> Short task
Return the lines below unchanged.

— START Exercise input —

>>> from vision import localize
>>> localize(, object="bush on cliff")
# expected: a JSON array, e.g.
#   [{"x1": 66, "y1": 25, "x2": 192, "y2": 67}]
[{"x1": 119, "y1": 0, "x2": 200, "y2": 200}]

— END Exercise input —

> Result below
>>> from vision import localize
>>> localize(, object="bush on cliff")
# expected: a JSON array, e.g.
#   [{"x1": 66, "y1": 25, "x2": 192, "y2": 67}]
[{"x1": 119, "y1": 0, "x2": 200, "y2": 200}]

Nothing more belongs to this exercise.